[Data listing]
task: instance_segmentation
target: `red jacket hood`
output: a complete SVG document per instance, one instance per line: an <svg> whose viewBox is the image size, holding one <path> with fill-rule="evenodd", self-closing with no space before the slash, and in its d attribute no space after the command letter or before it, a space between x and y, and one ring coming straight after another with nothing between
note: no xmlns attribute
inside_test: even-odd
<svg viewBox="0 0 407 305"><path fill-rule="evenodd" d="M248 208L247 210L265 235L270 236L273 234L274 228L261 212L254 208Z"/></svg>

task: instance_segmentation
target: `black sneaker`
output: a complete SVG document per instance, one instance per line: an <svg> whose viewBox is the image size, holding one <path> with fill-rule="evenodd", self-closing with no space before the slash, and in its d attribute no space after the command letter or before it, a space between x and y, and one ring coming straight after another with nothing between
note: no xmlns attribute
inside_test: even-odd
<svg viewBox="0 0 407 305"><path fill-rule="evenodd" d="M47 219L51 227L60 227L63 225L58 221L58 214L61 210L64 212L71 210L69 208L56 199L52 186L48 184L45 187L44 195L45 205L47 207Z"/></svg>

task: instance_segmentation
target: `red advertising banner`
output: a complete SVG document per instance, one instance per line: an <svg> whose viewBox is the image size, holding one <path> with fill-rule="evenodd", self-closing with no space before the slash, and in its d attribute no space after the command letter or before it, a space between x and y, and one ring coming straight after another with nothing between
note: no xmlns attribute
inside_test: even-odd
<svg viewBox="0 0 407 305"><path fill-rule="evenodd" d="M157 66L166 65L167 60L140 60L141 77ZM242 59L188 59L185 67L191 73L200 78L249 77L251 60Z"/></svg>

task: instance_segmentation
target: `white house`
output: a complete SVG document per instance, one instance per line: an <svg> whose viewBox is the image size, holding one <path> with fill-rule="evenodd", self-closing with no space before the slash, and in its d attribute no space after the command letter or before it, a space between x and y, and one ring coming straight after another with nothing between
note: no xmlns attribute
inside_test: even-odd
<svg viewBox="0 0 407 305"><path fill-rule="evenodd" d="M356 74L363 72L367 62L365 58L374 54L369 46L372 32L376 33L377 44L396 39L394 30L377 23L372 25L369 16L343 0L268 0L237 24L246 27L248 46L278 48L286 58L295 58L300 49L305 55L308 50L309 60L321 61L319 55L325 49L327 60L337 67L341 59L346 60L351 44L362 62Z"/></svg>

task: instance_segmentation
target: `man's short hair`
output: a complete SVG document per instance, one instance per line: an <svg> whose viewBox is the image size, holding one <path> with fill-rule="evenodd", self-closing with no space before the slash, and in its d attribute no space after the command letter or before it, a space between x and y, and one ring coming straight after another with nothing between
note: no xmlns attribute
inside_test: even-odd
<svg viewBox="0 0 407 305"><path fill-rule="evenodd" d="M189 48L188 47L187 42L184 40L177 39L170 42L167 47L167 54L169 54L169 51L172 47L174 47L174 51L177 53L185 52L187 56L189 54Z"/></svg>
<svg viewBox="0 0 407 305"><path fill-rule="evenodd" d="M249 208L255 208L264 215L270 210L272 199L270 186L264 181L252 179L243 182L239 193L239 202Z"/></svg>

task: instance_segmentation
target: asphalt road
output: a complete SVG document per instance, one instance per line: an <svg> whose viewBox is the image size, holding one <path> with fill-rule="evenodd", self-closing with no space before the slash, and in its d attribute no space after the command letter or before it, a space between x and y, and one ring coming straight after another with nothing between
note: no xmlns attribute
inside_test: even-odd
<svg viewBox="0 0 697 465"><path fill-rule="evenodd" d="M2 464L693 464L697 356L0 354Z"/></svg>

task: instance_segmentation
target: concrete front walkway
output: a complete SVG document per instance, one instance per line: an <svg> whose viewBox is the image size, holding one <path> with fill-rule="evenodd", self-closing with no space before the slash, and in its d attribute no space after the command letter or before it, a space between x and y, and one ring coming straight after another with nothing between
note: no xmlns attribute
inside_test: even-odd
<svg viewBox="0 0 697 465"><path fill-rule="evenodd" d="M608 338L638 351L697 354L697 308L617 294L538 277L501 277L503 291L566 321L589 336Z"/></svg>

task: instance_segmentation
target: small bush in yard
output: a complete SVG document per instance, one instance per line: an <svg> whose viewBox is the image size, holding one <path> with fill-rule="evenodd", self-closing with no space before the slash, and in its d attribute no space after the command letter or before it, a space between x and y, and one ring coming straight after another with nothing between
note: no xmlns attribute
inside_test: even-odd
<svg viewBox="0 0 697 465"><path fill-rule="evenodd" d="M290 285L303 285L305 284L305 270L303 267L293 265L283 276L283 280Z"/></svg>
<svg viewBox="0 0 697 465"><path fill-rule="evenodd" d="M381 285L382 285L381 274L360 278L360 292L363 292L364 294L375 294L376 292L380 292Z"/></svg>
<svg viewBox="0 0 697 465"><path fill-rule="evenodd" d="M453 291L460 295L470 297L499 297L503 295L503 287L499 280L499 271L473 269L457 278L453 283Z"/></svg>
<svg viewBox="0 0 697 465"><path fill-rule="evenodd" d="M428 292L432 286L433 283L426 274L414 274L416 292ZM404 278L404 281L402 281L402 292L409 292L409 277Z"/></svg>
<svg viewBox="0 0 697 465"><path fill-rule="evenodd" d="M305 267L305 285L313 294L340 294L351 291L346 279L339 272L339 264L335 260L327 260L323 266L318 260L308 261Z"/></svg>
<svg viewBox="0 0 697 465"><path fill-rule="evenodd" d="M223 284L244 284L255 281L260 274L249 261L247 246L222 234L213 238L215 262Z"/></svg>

Problem to work on: Copy every line of the material above, leaving each one unchanged.

Solution to this exercise:
task: instance_segmentation
target: `red jacket hood`
output: a complete SVG document per instance, one instance per line: an <svg> whose viewBox is the image size, holding one <path> with fill-rule="evenodd", self-closing with no space before the slash, and in its d attribute no space after the command letter or before it, a space between x and y, and one ring coming straight after another with nothing between
note: no xmlns attribute
inside_test: even-odd
<svg viewBox="0 0 407 305"><path fill-rule="evenodd" d="M248 208L247 210L265 235L270 236L273 234L274 228L261 212L254 208Z"/></svg>

task: instance_segmentation
target: `black sneaker`
output: a complete SVG document per instance, one instance per line: an <svg> whose viewBox is the image size, holding one <path> with fill-rule="evenodd", self-closing with no space before the slash, and in its d attribute no space after the command letter or before it, a space between x and y, and one ring coming straight after another with nothing between
note: no xmlns attribute
inside_test: even-odd
<svg viewBox="0 0 407 305"><path fill-rule="evenodd" d="M47 219L51 227L60 227L63 225L58 221L58 214L61 210L64 212L71 210L69 208L56 199L52 186L48 184L45 187L44 195L45 205L47 207Z"/></svg>

task: instance_segmentation
target: `red advertising banner`
output: a complete SVG document per instance, one instance per line: an <svg> whose viewBox is the image size, holding one <path> with fill-rule="evenodd", self-closing with no space before the slash, and in its d attribute no space after the command letter or before it, a space between x and y, and one ring coming straight after another with nothing between
note: no xmlns attribute
inside_test: even-odd
<svg viewBox="0 0 407 305"><path fill-rule="evenodd" d="M157 66L166 65L167 60L140 60L141 77ZM242 59L188 59L185 67L191 73L200 78L249 77L251 60Z"/></svg>

task: instance_segmentation
target: `white house`
output: a complete SVG document per instance, one instance per line: an <svg> whose viewBox is the image size, holding one <path> with fill-rule="evenodd", self-closing with no space before the slash, and in its d attribute no space after the command letter or before it, a space between x and y, and one ring coming straight after another with nothing between
note: no xmlns attribute
inside_test: even-odd
<svg viewBox="0 0 407 305"><path fill-rule="evenodd" d="M356 74L363 72L367 62L365 58L374 54L369 46L372 32L376 33L377 44L396 39L394 30L377 23L372 25L369 16L343 0L268 0L237 24L246 27L248 46L278 48L286 58L295 58L300 49L305 55L308 50L309 60L321 61L319 55L325 49L327 60L337 67L341 59L346 60L351 44L362 62Z"/></svg>

task: instance_segmentation
target: `man's short hair`
output: a complete SVG document per instance, one instance per line: an <svg> whose viewBox is the image size, holding one <path> with fill-rule="evenodd", self-closing with no space before the slash, and in its d attribute no space after the command letter or before it, a space between x and y, and one ring coming straight after another with nothing between
note: no xmlns attribute
inside_test: even-odd
<svg viewBox="0 0 407 305"><path fill-rule="evenodd" d="M189 48L188 47L187 42L184 40L177 39L170 42L167 47L167 54L169 54L169 51L172 47L174 47L174 51L177 53L185 52L187 56L189 54Z"/></svg>
<svg viewBox="0 0 407 305"><path fill-rule="evenodd" d="M249 208L255 208L264 215L270 210L272 199L270 186L264 181L252 179L243 182L239 193L239 202Z"/></svg>

task: instance_segmentation
target: asphalt road
output: a complete SVG document per instance, one instance per line: an <svg> whose viewBox is the image size, holding one <path> with fill-rule="evenodd", self-closing with no space before the slash, and in its d attribute no space after the command letter or before it, a space between x and y, and one ring coming straight after another with nothing between
note: no xmlns attribute
inside_test: even-odd
<svg viewBox="0 0 697 465"><path fill-rule="evenodd" d="M2 464L693 464L697 356L0 354Z"/></svg>

task: instance_segmentation
target: concrete front walkway
output: a complete SVG document per instance, one instance per line: an <svg> whose viewBox is the image size, holding one <path> with fill-rule="evenodd", self-closing with no space before the slash, and in its d attribute no space after the command letter or before it, a space between x and y, and one ring coming straight after another with nothing between
note: no xmlns attribute
inside_test: even-odd
<svg viewBox="0 0 697 465"><path fill-rule="evenodd" d="M608 338L638 351L697 354L697 308L617 294L538 277L501 277L503 291L566 321L589 336Z"/></svg>

task: instance_segmentation
target: small bush in yard
output: a complete SVG document per instance, one instance per line: an <svg> whose viewBox is the image size, holding one <path> with fill-rule="evenodd", self-closing with no space before the slash, and in its d attribute no space after the command letter or before it, a space between x and y, and one ring coming straight after another with nothing between
note: no xmlns attribute
inside_test: even-odd
<svg viewBox="0 0 697 465"><path fill-rule="evenodd" d="M290 285L303 285L305 284L305 270L303 267L293 265L283 276L283 280Z"/></svg>
<svg viewBox="0 0 697 465"><path fill-rule="evenodd" d="M381 285L382 285L381 274L360 278L360 292L363 292L364 294L375 294L376 292L380 292Z"/></svg>
<svg viewBox="0 0 697 465"><path fill-rule="evenodd" d="M453 291L460 295L470 297L499 297L503 295L503 287L499 280L499 271L473 269L457 278L453 283Z"/></svg>
<svg viewBox="0 0 697 465"><path fill-rule="evenodd" d="M428 292L432 286L433 283L426 274L414 274L416 292ZM404 278L404 281L402 281L402 292L409 292L409 277Z"/></svg>
<svg viewBox="0 0 697 465"><path fill-rule="evenodd" d="M305 267L305 285L313 294L340 294L351 291L346 279L339 272L339 264L335 260L327 260L323 266L318 260L308 261Z"/></svg>
<svg viewBox="0 0 697 465"><path fill-rule="evenodd" d="M223 284L244 284L255 281L260 274L249 261L247 246L222 234L213 238L215 262Z"/></svg>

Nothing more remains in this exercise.